### TEKS SUMBER
========================================
Puluhan Ribu Relawan Ukraina Bangkit Menghadang Invasi Rusia
KIEV, SATUHARAPAN.COM-Andrey Gonchruk bertugas bersama tentara Rusia saat Ukraina menjadi bagian dari Uni Soviet dan menyebut mereka bersaudara. Tetapi pada hari Rabu (2/3), pria berusia 68 tahun itu menyeka wajahnya dengan satu tangan dan memegang senapan dengan tangan lainnya, siap untuk melawan invasi Rusia ke negaranya.
“Ini adalah serangan kilat,” kata Gonchruk. Dia berdiri di puing-puing sebuah rumah yang baru saja dihancurkan oleh apa yang disebut penduduk sebagai serangan udara Rusia di Gorenka, sebuah desa di pinggiran ibu kota Ukraina yang telah menjadi arena baku tembak ketika Moskow mencoba untuk mengambil Kiev.
Pensiunan berjanggut putih adalah satu dari puluhan ribu orang Ukraina yang secara sukarela mempertahankan Tanah Air mereka dari Rusia. Dia dan putranya, Kostya, mempersenjatai diri setelah invasi pekan lalu. Bersama-sama, mereka berpatroli di desa.
========================================
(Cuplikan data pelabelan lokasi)

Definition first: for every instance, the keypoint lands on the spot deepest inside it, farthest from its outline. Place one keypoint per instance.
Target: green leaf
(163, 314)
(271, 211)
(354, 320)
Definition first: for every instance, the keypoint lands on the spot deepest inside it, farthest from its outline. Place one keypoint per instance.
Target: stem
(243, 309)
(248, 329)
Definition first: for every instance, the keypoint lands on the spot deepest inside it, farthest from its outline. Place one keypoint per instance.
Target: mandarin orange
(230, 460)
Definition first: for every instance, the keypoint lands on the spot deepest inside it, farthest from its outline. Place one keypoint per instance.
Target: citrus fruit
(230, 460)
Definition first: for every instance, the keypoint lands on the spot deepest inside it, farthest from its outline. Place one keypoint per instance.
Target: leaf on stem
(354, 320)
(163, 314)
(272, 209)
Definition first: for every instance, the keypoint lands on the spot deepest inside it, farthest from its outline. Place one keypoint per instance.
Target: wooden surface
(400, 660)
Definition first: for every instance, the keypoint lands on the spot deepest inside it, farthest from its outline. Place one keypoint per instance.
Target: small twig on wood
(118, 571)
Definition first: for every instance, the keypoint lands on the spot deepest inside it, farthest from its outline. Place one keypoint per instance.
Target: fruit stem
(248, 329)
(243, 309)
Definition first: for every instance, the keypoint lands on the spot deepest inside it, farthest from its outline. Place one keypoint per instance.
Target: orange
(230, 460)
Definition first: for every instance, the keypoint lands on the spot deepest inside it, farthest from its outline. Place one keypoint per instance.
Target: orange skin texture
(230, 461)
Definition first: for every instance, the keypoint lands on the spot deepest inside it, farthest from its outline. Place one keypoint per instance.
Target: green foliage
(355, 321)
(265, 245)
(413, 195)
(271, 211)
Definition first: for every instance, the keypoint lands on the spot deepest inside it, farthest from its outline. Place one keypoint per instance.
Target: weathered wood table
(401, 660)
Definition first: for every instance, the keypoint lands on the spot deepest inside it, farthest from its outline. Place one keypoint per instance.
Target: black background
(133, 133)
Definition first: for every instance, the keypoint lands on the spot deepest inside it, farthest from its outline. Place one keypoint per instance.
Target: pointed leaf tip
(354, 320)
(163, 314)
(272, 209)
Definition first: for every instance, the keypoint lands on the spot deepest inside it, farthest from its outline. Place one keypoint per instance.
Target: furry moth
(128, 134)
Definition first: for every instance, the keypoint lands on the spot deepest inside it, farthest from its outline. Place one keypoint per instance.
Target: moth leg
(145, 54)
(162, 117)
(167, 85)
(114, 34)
========================================
### TUGAS ANDA
1. Tentukan apakah setiap pernyataan berikut sesuai dengan teks tentang relawan Ukraina, lalu kutip kata-kata teks yang menjadi dasarnya.
(a) Gonchruk pernah bertugas bersama tentara Rusia ketika Ukraina masih menjadi bagian dari Uni Soviet.
(b) Gorenka adalah sebuah desa di pinggiran ibu kota Ukraina.
(c) Gonchruk berpatroli di desa seorang diri.
2. Jawablah pertanyaan berikut berdasarkan teks tentang relawan Ukraina.
(a) Berapa usia Gonchruk?
(b) Dengan sebutan apa Gonchruk menggambarkan serangan itu?
(c) Siapa nama putra Gonchruk?
Daftar ini tidak dipakai dalam latihan ini.

### KUNCI JAWABAN
1.
(a) Ya: "Andrey Gonchruk bertugas bersama tentara Rusia saat Ukraina menjadi bagian dari Uni Soviet"
(b) Ya: "Gorenka, sebuah desa di pinggiran ibu kota Ukraina"
(c) Tidak: "Bersama-sama, mereka berpatroli di desa."

2.
(a) 68 tahun.
(b) Serangan kilat.
(c) Kostya.